Exact copies of the lines from the start of the records through the line with "Where can the nostril" are what the answer must hold; pictures are not part of it.

══ LISTED RECORDS

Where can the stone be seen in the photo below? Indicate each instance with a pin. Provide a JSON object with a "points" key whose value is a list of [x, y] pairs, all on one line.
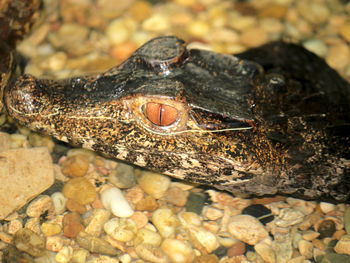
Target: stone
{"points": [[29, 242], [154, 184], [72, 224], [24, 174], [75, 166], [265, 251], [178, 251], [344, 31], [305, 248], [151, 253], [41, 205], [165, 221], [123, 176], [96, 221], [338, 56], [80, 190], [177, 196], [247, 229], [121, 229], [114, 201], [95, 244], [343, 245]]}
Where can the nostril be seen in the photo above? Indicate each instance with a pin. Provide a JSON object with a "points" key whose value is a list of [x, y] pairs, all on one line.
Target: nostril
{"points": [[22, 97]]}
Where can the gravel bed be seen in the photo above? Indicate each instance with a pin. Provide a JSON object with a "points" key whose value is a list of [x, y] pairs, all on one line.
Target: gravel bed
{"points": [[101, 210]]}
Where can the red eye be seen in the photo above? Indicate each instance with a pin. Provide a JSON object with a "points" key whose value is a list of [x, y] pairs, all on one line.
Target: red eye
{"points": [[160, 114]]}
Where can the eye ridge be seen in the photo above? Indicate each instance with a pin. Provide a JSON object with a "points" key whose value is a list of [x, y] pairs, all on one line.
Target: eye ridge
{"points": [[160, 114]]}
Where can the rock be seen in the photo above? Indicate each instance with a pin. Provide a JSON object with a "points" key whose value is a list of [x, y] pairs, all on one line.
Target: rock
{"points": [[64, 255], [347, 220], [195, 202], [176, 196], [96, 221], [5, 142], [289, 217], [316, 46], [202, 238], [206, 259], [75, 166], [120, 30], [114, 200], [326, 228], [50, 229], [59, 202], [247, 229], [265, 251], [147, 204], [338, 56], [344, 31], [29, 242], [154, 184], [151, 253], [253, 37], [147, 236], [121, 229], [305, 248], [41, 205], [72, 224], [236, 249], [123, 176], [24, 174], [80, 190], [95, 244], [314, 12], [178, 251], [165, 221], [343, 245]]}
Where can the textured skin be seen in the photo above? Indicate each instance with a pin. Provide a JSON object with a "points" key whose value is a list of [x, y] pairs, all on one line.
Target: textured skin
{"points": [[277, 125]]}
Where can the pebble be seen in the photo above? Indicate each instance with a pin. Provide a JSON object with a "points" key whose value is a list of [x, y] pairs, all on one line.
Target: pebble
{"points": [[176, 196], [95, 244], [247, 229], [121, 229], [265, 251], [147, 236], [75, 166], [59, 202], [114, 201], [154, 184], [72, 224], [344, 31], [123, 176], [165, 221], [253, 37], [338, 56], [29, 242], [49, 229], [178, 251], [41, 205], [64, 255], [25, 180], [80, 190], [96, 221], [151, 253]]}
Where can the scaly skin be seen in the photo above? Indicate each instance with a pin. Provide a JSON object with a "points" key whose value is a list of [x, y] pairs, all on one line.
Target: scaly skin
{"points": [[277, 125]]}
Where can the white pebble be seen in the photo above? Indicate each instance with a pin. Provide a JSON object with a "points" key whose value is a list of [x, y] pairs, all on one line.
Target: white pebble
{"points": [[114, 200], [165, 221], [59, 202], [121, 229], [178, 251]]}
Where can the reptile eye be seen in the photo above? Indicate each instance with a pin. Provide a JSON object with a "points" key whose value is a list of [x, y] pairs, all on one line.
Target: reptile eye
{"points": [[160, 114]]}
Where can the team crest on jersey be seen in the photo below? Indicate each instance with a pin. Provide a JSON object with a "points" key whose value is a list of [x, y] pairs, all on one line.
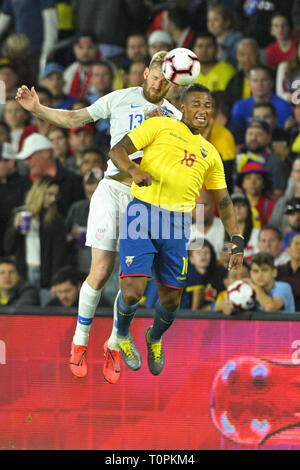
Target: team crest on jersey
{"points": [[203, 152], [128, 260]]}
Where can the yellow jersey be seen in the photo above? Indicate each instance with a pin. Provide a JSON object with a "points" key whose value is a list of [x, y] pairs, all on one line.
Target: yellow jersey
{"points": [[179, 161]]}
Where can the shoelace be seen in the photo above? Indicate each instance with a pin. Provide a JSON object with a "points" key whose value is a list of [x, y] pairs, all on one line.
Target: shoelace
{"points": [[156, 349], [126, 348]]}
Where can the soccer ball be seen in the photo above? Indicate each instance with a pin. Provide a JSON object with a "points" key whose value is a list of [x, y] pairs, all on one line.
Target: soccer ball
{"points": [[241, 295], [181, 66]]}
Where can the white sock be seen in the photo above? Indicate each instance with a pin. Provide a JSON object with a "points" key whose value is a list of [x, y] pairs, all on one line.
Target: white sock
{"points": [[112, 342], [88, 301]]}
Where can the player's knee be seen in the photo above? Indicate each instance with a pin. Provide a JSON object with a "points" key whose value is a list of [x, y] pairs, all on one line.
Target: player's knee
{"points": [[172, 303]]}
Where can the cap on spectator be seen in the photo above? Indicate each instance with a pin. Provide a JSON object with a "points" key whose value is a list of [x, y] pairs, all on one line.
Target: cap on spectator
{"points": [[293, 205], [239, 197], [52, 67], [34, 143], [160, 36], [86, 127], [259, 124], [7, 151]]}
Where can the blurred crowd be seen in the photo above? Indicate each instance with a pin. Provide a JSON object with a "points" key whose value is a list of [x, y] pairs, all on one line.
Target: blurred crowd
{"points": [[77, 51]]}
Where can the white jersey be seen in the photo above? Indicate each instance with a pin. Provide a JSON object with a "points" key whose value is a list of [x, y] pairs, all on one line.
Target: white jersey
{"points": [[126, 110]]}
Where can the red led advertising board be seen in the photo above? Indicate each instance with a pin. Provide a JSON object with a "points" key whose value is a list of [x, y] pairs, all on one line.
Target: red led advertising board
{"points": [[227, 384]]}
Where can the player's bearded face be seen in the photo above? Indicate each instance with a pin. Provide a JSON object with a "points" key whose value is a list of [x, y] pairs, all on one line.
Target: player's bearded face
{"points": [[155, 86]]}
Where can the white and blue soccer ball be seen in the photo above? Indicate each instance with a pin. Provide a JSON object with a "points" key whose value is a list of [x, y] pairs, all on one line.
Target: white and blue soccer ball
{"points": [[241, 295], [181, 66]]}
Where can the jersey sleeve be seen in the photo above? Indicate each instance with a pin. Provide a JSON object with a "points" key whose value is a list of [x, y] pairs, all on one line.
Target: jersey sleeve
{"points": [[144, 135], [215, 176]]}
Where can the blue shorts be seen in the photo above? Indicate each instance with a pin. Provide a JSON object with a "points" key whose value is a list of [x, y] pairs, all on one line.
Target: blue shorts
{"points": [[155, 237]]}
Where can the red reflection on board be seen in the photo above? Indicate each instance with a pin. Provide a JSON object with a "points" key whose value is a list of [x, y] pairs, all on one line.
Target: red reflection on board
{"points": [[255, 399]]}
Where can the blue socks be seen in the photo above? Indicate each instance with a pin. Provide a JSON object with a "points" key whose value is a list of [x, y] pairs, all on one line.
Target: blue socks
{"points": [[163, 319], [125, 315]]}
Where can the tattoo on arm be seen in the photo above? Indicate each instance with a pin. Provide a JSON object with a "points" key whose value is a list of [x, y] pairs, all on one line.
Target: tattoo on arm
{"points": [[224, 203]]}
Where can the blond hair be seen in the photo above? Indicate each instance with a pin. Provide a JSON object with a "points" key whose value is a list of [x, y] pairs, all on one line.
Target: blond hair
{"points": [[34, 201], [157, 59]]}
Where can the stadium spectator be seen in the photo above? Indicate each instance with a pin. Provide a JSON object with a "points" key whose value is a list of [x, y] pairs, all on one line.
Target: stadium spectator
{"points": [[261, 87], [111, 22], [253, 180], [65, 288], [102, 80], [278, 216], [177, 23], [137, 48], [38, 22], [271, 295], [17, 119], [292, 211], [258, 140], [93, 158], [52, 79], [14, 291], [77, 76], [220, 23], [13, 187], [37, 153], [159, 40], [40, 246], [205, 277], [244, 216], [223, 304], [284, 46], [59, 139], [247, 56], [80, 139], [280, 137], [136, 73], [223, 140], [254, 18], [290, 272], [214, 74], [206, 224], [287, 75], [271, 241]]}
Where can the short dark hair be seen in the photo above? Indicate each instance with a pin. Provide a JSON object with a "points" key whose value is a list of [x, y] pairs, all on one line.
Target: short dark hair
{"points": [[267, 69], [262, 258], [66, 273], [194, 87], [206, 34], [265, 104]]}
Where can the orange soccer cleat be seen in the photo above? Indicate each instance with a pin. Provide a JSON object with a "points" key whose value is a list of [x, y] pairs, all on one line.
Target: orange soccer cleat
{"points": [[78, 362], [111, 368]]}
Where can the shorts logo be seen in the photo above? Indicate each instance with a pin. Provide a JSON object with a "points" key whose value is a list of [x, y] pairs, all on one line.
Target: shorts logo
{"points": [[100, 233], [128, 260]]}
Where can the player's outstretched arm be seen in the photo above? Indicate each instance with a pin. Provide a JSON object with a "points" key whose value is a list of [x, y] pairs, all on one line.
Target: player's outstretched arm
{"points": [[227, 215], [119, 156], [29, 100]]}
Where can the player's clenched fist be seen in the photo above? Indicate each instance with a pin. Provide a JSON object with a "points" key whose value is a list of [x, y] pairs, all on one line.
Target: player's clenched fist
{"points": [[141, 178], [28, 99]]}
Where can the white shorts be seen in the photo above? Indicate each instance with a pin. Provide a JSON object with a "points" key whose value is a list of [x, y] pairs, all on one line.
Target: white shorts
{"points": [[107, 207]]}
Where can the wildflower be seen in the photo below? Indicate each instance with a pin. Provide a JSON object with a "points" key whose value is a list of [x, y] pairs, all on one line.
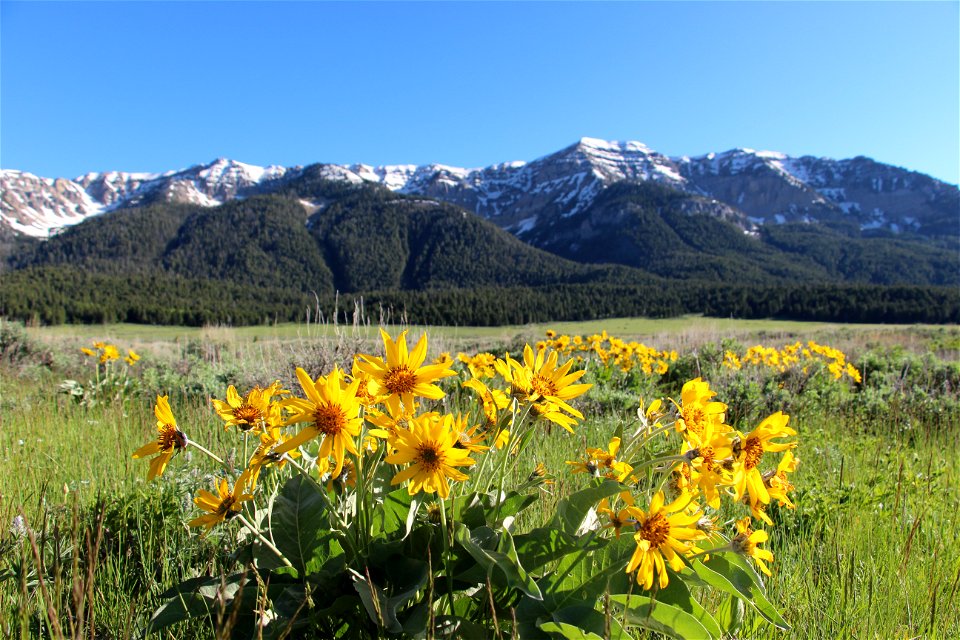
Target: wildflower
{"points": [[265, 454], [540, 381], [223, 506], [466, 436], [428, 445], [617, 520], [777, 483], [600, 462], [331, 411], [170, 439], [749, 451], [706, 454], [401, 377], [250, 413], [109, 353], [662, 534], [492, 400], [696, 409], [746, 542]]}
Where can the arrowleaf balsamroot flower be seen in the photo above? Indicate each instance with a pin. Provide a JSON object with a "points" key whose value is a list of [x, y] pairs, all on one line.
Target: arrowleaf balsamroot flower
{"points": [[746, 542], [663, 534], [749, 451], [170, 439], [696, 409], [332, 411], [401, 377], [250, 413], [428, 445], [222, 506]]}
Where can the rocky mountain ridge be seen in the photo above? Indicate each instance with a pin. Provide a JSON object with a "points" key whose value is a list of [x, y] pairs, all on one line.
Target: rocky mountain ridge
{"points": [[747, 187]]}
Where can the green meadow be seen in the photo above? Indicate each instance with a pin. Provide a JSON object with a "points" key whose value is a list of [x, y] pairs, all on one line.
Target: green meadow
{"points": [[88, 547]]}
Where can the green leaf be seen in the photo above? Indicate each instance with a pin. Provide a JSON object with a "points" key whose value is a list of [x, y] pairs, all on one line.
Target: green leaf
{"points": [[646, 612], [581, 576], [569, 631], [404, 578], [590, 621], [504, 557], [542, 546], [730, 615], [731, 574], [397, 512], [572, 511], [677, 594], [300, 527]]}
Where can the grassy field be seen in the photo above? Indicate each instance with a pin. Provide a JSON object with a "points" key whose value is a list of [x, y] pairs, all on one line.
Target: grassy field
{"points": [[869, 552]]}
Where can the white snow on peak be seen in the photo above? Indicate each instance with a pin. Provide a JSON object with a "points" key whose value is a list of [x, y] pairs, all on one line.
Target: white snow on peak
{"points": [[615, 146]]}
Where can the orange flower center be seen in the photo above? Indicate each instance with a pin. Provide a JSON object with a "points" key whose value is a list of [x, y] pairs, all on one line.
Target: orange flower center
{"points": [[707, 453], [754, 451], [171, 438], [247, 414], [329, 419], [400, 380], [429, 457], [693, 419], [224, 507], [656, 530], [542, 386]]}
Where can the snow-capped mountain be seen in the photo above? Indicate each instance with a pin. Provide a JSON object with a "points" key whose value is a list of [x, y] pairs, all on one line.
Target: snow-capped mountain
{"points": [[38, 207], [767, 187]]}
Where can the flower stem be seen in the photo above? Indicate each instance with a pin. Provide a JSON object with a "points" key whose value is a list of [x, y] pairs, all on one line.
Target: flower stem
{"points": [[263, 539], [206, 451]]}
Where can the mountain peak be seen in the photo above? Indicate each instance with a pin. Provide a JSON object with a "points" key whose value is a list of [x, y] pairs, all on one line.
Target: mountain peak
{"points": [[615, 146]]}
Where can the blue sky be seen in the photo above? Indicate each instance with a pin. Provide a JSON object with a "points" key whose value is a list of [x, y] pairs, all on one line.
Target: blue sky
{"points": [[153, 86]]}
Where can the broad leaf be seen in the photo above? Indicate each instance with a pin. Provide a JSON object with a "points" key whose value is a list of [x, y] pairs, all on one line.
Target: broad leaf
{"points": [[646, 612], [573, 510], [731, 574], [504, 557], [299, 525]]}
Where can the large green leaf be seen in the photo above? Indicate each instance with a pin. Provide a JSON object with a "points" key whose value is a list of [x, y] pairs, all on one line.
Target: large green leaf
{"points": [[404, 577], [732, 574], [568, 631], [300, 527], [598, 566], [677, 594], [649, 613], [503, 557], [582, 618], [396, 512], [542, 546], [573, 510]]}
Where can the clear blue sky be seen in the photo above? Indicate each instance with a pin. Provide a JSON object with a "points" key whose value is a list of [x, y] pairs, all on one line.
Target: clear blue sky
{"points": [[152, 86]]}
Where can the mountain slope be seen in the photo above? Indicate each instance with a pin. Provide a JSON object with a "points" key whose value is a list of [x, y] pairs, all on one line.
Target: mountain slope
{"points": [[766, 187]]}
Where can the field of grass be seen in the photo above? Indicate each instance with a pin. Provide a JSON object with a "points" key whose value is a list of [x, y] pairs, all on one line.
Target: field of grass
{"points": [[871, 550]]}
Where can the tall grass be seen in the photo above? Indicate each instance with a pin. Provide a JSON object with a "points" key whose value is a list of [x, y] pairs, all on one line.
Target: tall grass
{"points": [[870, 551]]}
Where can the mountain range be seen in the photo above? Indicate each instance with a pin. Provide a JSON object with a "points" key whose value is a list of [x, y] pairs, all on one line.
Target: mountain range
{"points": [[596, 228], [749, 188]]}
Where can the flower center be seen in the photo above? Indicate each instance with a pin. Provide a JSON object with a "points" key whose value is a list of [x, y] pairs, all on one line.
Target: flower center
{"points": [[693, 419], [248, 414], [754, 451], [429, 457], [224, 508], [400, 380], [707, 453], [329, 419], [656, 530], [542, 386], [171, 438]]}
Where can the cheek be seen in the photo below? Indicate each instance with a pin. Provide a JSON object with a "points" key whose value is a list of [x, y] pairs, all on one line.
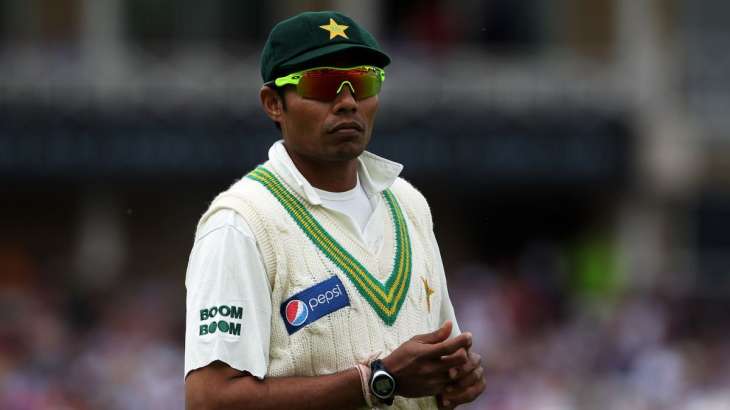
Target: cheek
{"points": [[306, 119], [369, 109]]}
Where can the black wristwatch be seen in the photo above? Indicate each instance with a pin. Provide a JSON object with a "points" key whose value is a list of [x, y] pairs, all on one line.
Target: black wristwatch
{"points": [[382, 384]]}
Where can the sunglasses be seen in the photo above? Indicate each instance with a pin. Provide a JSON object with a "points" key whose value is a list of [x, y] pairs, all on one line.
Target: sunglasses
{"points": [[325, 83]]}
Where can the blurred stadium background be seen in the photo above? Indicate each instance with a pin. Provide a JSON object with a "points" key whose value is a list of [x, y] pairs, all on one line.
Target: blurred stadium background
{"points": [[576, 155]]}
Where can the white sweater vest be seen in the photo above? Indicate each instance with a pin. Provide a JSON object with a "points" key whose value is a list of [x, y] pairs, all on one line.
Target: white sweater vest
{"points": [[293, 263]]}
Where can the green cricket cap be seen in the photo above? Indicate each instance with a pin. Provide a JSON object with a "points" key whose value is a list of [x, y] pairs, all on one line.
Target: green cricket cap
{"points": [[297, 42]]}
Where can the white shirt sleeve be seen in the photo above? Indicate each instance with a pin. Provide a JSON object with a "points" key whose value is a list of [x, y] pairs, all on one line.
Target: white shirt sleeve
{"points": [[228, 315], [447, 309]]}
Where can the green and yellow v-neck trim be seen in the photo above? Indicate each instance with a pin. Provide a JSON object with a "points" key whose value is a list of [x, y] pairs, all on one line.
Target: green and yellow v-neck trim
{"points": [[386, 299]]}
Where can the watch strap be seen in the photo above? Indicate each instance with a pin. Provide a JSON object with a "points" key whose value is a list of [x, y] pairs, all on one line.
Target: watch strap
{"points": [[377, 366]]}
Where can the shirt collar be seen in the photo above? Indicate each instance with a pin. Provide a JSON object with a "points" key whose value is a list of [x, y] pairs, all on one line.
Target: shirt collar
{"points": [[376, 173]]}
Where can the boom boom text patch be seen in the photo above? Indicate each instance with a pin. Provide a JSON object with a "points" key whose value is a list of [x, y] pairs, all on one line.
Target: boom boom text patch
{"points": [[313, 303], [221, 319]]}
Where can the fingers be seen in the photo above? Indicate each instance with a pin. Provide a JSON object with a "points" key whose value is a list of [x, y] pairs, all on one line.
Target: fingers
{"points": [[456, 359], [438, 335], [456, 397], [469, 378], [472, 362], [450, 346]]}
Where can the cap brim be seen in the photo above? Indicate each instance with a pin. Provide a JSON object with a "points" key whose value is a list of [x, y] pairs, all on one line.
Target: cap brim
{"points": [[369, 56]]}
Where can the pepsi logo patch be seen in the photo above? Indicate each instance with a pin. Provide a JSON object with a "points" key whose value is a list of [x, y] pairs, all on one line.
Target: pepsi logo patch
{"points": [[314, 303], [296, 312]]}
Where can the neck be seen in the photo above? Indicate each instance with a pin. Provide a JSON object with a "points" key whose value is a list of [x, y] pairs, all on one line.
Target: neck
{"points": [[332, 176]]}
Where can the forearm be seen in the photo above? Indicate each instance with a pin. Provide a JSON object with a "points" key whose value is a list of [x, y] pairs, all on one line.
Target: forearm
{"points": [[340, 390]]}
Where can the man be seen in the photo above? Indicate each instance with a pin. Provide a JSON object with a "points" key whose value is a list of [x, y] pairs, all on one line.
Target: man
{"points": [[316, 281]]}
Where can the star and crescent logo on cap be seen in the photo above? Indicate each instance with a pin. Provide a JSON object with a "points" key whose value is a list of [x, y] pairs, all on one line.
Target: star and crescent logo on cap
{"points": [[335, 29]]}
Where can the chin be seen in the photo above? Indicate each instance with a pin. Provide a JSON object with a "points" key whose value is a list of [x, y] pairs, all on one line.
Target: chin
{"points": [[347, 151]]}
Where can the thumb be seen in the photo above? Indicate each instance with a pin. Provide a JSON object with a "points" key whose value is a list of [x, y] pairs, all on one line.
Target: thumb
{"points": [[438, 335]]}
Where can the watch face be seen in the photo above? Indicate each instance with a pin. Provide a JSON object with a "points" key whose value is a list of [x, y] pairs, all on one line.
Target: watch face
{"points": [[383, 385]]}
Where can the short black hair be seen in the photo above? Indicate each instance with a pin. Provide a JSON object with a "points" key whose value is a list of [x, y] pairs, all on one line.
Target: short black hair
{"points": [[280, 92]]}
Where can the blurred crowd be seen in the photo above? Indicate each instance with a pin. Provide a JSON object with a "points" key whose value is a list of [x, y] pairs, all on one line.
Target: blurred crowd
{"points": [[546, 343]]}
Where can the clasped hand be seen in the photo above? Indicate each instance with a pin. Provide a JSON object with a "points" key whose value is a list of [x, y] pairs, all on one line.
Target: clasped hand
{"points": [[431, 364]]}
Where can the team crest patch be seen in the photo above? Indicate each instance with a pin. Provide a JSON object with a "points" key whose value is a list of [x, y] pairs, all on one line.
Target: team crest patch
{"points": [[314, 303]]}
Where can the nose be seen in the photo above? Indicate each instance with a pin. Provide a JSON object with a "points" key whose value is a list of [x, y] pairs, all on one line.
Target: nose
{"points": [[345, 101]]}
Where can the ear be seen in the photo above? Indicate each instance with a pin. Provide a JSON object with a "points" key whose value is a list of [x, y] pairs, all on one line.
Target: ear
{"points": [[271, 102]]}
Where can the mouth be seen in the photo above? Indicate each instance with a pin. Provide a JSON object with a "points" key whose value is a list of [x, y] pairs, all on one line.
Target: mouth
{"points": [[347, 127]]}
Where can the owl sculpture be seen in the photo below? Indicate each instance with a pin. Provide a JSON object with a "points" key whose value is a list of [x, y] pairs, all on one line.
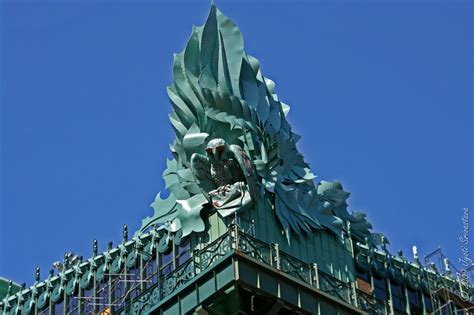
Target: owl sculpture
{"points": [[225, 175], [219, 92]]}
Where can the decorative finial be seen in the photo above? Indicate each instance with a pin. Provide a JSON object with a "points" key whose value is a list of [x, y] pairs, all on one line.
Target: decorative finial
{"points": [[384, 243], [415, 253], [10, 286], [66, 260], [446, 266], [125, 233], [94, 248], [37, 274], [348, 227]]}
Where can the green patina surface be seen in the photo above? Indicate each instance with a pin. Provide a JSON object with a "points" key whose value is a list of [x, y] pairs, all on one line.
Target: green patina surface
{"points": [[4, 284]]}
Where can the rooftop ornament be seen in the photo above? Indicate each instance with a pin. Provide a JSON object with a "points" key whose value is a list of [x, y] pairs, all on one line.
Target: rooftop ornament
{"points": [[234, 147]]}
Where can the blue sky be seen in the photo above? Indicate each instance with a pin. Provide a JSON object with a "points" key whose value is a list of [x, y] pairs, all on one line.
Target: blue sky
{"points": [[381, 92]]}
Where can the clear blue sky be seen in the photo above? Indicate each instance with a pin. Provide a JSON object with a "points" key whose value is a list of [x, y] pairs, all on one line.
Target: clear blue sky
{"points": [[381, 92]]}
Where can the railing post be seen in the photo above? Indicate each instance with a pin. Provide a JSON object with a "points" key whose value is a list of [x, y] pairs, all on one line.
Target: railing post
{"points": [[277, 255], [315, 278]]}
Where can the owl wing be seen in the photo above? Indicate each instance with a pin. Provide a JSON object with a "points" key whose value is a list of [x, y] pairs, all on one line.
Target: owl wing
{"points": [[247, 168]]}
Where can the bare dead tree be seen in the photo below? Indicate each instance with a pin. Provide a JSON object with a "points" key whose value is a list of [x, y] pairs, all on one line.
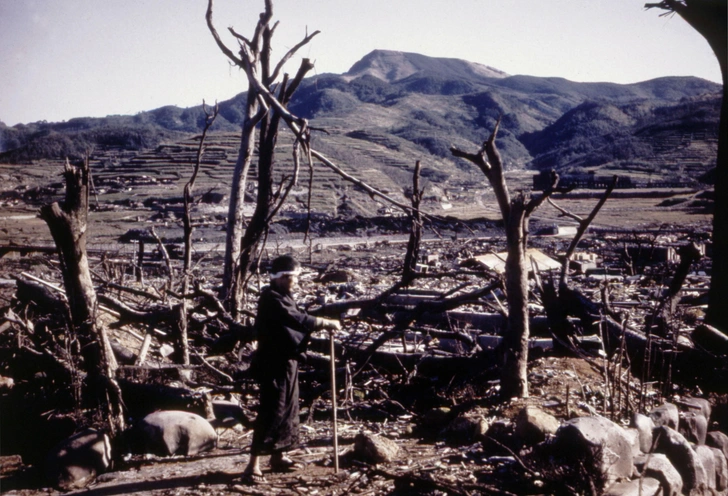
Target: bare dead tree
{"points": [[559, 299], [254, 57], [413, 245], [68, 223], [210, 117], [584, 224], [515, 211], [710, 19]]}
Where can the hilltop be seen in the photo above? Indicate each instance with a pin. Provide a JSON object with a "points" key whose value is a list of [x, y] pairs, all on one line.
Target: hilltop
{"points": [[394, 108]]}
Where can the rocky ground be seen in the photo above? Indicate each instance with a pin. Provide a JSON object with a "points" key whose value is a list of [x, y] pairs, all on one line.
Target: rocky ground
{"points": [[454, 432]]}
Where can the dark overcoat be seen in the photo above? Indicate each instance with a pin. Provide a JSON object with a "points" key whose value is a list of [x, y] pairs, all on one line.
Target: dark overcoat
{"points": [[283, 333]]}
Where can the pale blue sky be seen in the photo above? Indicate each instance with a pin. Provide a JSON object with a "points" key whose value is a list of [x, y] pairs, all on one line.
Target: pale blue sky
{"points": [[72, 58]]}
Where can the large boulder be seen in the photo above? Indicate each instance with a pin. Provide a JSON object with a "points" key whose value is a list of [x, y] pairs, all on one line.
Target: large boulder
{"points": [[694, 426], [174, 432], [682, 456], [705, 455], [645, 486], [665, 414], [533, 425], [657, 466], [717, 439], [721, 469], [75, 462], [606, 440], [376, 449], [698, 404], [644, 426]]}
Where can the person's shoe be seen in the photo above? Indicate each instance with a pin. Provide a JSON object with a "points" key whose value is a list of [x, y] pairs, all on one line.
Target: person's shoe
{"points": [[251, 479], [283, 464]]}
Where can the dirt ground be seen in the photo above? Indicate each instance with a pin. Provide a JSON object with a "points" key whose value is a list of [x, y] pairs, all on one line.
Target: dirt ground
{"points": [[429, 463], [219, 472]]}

════

__COMPLETED TASK__:
Where can the stone be seen in the photo below? Indicate each instance with a pin. Provide a JSON object with a "points" key whose value is a list of [x, y] pairs, all on one line.
Target: stone
{"points": [[29, 242], [154, 184], [72, 224], [24, 174], [75, 166], [265, 251], [178, 251], [344, 31], [305, 248], [151, 253], [41, 205], [165, 221], [123, 176], [96, 221], [338, 56], [80, 190], [177, 196], [247, 229], [121, 229], [114, 201], [95, 244], [343, 245]]}
Where can the nostril be seen in the photo above? Indicate each instance with a pin. Provide a JSON object with a "points" key whose value is a list of [x, y] pairs, all on one line.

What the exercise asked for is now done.